*** Records for the exercise ***
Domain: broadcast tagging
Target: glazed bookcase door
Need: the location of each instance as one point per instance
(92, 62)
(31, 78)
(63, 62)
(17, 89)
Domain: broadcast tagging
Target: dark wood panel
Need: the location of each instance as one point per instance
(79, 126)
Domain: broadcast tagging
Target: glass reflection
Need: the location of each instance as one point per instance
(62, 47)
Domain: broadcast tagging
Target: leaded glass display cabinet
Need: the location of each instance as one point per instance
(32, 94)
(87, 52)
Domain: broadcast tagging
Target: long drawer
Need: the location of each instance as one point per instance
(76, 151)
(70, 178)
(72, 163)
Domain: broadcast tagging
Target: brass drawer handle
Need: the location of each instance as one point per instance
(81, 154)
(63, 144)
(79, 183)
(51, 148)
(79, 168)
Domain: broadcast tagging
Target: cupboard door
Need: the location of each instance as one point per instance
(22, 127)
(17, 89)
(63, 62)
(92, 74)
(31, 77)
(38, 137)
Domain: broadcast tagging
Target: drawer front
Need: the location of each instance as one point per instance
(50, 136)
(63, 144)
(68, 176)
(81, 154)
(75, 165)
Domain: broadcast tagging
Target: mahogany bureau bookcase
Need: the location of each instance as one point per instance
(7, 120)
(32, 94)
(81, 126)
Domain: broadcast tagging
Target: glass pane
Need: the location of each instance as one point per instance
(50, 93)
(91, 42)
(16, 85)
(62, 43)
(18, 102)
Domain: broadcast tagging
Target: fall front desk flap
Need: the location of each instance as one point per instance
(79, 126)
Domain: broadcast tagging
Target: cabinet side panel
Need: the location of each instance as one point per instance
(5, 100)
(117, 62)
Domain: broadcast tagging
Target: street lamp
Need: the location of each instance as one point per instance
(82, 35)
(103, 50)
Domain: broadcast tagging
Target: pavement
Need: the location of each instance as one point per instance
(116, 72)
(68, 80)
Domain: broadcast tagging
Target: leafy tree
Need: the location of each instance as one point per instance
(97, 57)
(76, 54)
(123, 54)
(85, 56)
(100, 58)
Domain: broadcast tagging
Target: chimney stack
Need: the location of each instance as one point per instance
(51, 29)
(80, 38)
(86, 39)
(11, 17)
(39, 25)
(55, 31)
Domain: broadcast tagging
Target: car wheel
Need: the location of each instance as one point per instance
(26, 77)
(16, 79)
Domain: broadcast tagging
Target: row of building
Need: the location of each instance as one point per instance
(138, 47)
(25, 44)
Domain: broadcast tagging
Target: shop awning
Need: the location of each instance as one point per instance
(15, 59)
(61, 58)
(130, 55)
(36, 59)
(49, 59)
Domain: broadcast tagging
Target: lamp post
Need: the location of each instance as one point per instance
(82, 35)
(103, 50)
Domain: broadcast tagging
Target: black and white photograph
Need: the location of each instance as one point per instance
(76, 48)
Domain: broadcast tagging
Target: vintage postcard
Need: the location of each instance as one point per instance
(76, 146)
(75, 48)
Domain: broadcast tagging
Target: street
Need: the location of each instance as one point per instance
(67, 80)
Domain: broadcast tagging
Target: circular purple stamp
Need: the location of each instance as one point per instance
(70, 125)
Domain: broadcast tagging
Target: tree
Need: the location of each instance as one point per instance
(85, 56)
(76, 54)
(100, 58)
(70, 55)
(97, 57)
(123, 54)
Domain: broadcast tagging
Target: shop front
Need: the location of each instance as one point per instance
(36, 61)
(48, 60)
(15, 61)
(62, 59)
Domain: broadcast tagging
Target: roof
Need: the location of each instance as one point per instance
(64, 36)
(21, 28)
***
◆ **The problem**
Each line of the records above must be copied exactly.

◆ **Your response**
Domain: broadcast tagging
Target: glazed bookcase door
Need: the location of each instance as one point per instance
(92, 62)
(31, 78)
(63, 62)
(17, 89)
Domain: broadcast tagging
Target: dark wood panel
Need: the location of each instance as one point per instance
(79, 126)
Domain: broadcast tagging
Target: glass reflection
Need: the location of each instance as one point per instance
(62, 47)
Domain: broadcast tagging
Target: leaded glass display cabinet
Need: the location of each instance as one point per instance
(32, 94)
(87, 52)
Domain: broadcast tagging
Target: long drawer
Need: the location of each instance as one point per instance
(76, 151)
(70, 178)
(72, 163)
Domain: broadcast tagging
Target: brass drawer handle
Need: the location of each instance as one point per instance
(81, 154)
(63, 144)
(79, 183)
(51, 148)
(79, 168)
Domain: broadcast tagging
Target: cupboard door
Need: the location of each instance as one point per instance
(22, 127)
(17, 89)
(63, 62)
(92, 74)
(31, 77)
(38, 137)
Domain: broadcast tagging
Target: drawer front
Need: the location of each instance as one point per instance
(50, 136)
(63, 144)
(68, 176)
(81, 154)
(75, 165)
Domain: broadcast tagging
Target: mahogany bureau bookcase
Need: the location of each instance as one point per instance
(7, 120)
(32, 94)
(81, 126)
Domain: broadcast tagging
Target: glass pane
Need: the location of each instance as one point per instance
(50, 93)
(91, 42)
(16, 85)
(62, 43)
(18, 102)
Domain: broadcast tagging
Target: fall front desk flap
Need: the location of each instance as one point per instance
(79, 126)
Domain: broadcast tagging
Target: cabinet side panel
Need: the location of each instance as one point per instance
(5, 100)
(117, 62)
Domain: broadcast tagging
Target: street lamp
Need: the location of each instance as one point per instance
(82, 35)
(103, 50)
Domain: broadcast tagging
Target: pavement
Need: the location of each instance as one point per instance
(116, 72)
(68, 80)
Domain: broadcast tagging
Target: leafy tree
Need: the location of each instance as one point per instance
(97, 57)
(76, 54)
(123, 54)
(85, 56)
(100, 58)
Domain: broadcast tagging
Target: chimney stack
Need: the location of each instance as one point per instance
(51, 29)
(80, 38)
(86, 39)
(11, 17)
(39, 25)
(55, 31)
Domain: broadcast tagging
Target: car wheel
Need: the location of each instance as one point per instance
(26, 77)
(16, 79)
Domain: broadcast tagging
Target: row of building
Need: the location of each instance as one point per instance
(138, 47)
(25, 44)
Domain: broadcast tagging
Target: shop awning
Need: the location of each instance as one point per instance
(15, 59)
(61, 58)
(130, 55)
(36, 59)
(49, 59)
Domain: broadcast tagging
Target: lamp post
Need: the location of each instance as one point per instance
(82, 35)
(103, 50)
Domain: broadcast tagging
Target: black and white photograph
Need: the location of each instance as one point per instance
(76, 48)
Domain: broadcast tagging
Target: vintage postcard
Need: the location of each instance as one point per instance
(76, 146)
(75, 48)
Domain: broadcast tagging
Target: street
Need: the location of each instance as one point per instance
(67, 80)
Domain: broadcast tagging
Target: circular purple stamp
Need: the location of each instance as one point per instance
(70, 125)
Domain: broadcast tagging
Target: tree
Need: the location of each instance as one point per instance
(85, 56)
(76, 54)
(100, 58)
(70, 55)
(97, 57)
(123, 54)
Domain: broadcast tagging
Target: shop front
Need: the location of each instance as one point per instance
(36, 61)
(48, 60)
(15, 61)
(62, 59)
Domain: broadcast tagging
Target: roof
Need: the location of each instance as one point per instance
(64, 36)
(21, 28)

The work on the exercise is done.